WHAT YOU NEED TO DO →
Extract each line of the material below that contains the word "dark" and copy those lines in full.

(Detection examples)

-- START --

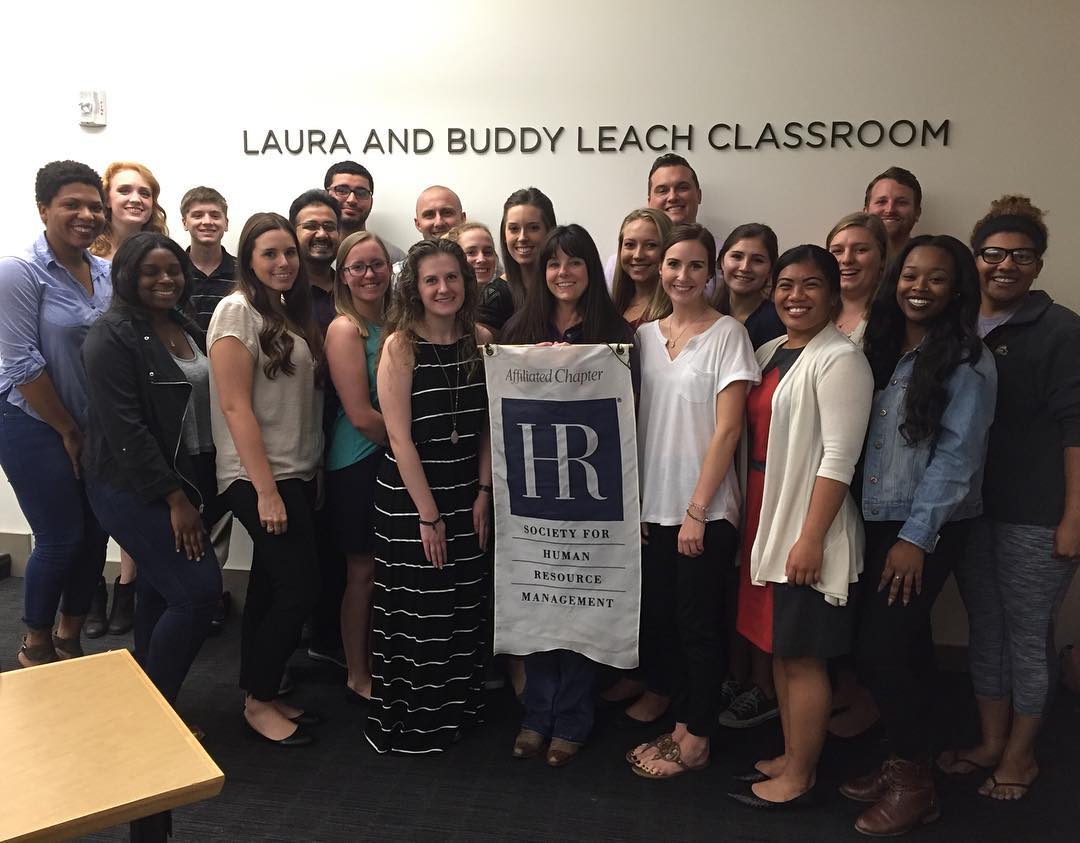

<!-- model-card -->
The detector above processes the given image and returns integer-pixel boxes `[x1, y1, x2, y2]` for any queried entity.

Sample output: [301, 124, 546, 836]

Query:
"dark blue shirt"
[0, 234, 112, 427]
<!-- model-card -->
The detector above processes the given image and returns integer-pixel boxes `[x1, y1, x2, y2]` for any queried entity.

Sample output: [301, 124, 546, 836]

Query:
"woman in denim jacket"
[840, 235, 997, 835]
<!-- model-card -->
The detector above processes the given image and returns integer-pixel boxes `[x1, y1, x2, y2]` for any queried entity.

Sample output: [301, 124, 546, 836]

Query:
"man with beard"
[288, 190, 341, 337]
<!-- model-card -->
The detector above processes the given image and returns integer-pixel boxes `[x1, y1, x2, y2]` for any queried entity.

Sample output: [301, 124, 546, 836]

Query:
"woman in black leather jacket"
[82, 232, 222, 703]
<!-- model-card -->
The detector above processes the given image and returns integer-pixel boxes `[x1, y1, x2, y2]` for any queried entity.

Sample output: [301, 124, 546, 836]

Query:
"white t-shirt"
[635, 316, 761, 527]
[206, 293, 323, 492]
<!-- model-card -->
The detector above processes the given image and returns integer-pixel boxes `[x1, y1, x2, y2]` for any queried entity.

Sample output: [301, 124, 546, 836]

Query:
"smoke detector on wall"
[79, 91, 106, 126]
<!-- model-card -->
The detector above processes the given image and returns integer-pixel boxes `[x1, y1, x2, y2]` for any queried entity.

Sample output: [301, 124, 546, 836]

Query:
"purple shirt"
[0, 234, 112, 427]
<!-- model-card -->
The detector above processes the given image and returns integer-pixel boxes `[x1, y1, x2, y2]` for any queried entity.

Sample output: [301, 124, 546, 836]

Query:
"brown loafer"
[511, 726, 548, 758]
[53, 633, 86, 662]
[544, 737, 581, 766]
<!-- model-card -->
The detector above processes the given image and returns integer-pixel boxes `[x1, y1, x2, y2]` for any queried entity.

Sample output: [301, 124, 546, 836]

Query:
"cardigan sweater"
[750, 323, 874, 606]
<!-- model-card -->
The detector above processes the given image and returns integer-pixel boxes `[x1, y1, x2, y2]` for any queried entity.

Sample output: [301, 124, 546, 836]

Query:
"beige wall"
[0, 0, 1080, 638]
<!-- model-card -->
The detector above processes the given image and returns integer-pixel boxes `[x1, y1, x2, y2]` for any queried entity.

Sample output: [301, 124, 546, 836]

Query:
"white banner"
[484, 345, 642, 668]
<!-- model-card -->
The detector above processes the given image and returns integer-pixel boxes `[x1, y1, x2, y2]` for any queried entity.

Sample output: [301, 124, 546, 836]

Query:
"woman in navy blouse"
[0, 161, 112, 667]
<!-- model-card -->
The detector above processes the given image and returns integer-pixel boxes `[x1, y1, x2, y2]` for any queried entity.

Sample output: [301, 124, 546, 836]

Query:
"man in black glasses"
[323, 161, 405, 263]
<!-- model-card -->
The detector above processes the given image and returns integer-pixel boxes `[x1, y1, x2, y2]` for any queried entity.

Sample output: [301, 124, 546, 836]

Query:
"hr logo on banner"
[502, 398, 623, 521]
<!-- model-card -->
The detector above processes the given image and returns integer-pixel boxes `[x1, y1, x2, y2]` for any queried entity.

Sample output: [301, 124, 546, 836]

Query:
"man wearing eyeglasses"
[863, 166, 922, 257]
[288, 190, 342, 337]
[323, 161, 405, 263]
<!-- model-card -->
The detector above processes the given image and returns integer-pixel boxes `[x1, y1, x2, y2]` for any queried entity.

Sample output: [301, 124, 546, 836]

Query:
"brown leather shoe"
[855, 758, 941, 838]
[840, 764, 889, 803]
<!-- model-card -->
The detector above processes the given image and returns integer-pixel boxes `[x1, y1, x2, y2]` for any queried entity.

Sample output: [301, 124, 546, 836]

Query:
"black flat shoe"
[244, 718, 315, 747]
[615, 709, 667, 729]
[288, 711, 326, 726]
[731, 770, 769, 785]
[728, 788, 818, 811]
[345, 685, 372, 706]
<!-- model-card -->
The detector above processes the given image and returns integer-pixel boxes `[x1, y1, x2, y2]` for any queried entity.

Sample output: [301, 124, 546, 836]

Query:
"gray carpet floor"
[0, 579, 1080, 843]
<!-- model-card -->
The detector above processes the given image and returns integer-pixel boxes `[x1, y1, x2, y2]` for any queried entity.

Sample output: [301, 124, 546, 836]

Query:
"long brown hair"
[379, 237, 480, 369]
[237, 213, 326, 384]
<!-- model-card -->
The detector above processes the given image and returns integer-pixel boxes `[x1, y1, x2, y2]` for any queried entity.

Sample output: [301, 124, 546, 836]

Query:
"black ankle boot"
[109, 576, 135, 635]
[82, 576, 109, 638]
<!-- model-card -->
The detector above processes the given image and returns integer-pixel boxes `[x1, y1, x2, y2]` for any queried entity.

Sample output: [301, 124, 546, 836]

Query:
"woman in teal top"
[326, 231, 391, 703]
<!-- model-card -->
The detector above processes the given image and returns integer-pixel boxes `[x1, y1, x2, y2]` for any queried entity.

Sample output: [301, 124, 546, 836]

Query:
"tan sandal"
[511, 726, 548, 759]
[625, 732, 675, 764]
[631, 740, 710, 779]
[15, 635, 59, 667]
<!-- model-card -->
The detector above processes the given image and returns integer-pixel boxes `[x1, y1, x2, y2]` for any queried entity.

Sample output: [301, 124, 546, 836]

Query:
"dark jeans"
[225, 479, 319, 703]
[86, 478, 221, 703]
[522, 650, 597, 744]
[855, 521, 971, 761]
[640, 521, 739, 737]
[0, 394, 108, 629]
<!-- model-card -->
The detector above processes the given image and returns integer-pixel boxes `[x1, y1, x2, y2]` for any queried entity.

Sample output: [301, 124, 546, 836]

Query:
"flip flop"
[978, 773, 1039, 802]
[936, 749, 987, 776]
[630, 740, 711, 779]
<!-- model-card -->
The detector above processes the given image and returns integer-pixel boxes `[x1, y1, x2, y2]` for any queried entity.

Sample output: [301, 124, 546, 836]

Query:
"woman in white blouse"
[625, 225, 759, 778]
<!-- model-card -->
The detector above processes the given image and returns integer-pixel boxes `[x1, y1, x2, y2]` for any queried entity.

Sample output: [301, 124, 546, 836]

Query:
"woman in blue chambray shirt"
[0, 161, 112, 667]
[840, 235, 997, 835]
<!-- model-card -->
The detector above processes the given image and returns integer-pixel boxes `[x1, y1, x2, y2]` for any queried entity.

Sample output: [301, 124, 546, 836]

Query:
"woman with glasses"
[939, 195, 1080, 800]
[326, 231, 390, 703]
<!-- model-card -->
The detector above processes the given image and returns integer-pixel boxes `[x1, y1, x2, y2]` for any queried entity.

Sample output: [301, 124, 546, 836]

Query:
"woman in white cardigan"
[731, 245, 874, 808]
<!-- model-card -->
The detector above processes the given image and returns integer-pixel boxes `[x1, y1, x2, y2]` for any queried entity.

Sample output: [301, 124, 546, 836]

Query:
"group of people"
[0, 154, 1080, 835]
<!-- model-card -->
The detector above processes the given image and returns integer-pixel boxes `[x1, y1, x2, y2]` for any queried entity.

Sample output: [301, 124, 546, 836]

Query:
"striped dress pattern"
[366, 337, 487, 753]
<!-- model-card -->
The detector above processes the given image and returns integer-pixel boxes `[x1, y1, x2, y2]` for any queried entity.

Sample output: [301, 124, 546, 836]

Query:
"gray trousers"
[956, 518, 1077, 717]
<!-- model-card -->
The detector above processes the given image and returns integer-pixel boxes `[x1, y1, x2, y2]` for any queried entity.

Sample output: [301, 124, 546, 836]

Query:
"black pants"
[225, 479, 319, 703]
[640, 521, 739, 737]
[855, 521, 970, 761]
[311, 506, 346, 653]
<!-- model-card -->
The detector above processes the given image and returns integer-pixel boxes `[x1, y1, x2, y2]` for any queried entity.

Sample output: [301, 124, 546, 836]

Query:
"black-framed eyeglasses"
[300, 220, 337, 234]
[975, 246, 1039, 267]
[342, 259, 387, 278]
[330, 185, 372, 202]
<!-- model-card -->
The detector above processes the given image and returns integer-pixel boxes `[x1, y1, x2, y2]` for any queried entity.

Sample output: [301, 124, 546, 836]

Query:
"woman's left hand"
[784, 535, 825, 585]
[678, 515, 705, 557]
[473, 491, 491, 550]
[1054, 515, 1080, 559]
[878, 539, 927, 606]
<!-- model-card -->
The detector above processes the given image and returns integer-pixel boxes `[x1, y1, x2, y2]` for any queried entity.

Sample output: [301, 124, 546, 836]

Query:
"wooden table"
[0, 650, 225, 841]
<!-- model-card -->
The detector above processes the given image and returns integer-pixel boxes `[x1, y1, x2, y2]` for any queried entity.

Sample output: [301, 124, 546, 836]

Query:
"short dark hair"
[863, 165, 922, 208]
[772, 243, 840, 299]
[180, 185, 229, 217]
[646, 152, 701, 190]
[664, 222, 716, 278]
[33, 161, 106, 205]
[288, 188, 341, 228]
[111, 231, 191, 310]
[323, 161, 375, 193]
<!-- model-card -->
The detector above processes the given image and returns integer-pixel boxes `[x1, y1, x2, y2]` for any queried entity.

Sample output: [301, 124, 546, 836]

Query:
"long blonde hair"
[90, 161, 168, 257]
[334, 231, 394, 340]
[611, 208, 672, 319]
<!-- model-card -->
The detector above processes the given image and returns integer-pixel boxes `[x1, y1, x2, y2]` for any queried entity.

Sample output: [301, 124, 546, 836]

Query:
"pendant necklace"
[431, 340, 461, 445]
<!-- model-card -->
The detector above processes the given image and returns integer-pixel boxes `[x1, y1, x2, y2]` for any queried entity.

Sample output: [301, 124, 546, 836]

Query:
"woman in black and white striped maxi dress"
[366, 336, 487, 753]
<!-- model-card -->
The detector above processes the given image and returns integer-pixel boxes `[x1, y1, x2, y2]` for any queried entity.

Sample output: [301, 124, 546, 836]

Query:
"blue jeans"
[86, 477, 221, 703]
[0, 394, 108, 629]
[522, 650, 596, 744]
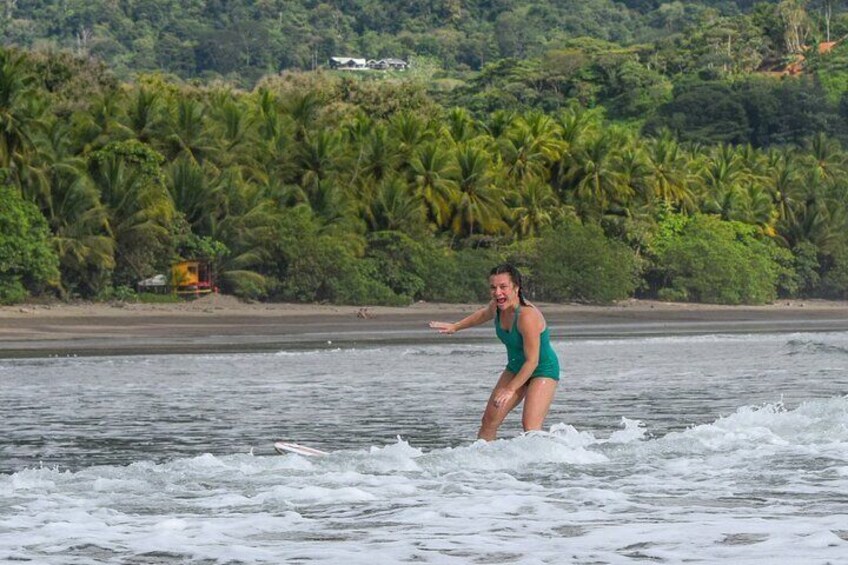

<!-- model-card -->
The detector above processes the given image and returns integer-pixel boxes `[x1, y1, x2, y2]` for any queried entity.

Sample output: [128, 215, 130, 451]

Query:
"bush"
[529, 222, 638, 304]
[654, 214, 784, 304]
[0, 187, 59, 304]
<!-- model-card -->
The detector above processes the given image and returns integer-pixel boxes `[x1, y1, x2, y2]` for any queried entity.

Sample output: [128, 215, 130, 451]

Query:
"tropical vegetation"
[0, 0, 848, 304]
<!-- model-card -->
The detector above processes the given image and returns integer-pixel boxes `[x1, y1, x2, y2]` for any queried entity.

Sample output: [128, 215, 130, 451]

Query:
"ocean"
[0, 332, 848, 565]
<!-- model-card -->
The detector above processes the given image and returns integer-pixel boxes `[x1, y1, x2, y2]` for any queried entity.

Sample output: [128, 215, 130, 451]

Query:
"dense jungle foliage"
[0, 0, 848, 304]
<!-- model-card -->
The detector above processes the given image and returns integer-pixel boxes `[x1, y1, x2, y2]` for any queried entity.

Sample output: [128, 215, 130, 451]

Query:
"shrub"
[654, 214, 784, 304]
[529, 221, 638, 304]
[0, 187, 59, 304]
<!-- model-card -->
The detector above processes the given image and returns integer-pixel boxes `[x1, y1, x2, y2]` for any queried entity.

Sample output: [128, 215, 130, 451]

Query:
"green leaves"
[0, 187, 59, 304]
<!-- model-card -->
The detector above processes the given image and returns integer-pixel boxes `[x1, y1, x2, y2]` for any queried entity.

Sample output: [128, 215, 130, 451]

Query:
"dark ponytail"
[489, 263, 527, 306]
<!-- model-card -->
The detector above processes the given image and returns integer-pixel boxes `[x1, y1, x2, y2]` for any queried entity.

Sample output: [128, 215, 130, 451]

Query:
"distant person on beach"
[430, 264, 559, 441]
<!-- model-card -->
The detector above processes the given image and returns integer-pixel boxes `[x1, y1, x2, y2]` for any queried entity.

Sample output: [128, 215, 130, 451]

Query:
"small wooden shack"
[171, 261, 215, 296]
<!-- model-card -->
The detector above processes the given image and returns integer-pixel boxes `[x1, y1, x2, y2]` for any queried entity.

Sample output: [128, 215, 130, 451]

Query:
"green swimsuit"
[495, 306, 559, 381]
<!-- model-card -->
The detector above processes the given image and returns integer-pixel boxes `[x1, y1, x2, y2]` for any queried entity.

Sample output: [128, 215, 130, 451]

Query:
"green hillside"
[0, 0, 848, 304]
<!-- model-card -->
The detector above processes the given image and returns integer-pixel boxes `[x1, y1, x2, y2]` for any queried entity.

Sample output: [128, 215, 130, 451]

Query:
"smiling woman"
[430, 264, 559, 441]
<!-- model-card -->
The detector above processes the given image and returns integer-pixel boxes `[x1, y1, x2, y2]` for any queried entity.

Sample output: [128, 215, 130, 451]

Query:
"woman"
[430, 264, 559, 441]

-- END --

WRITTEN RESPONSE →
"dark blue shirt"
"dark jeans"
"short dark hair"
"dark ponytail"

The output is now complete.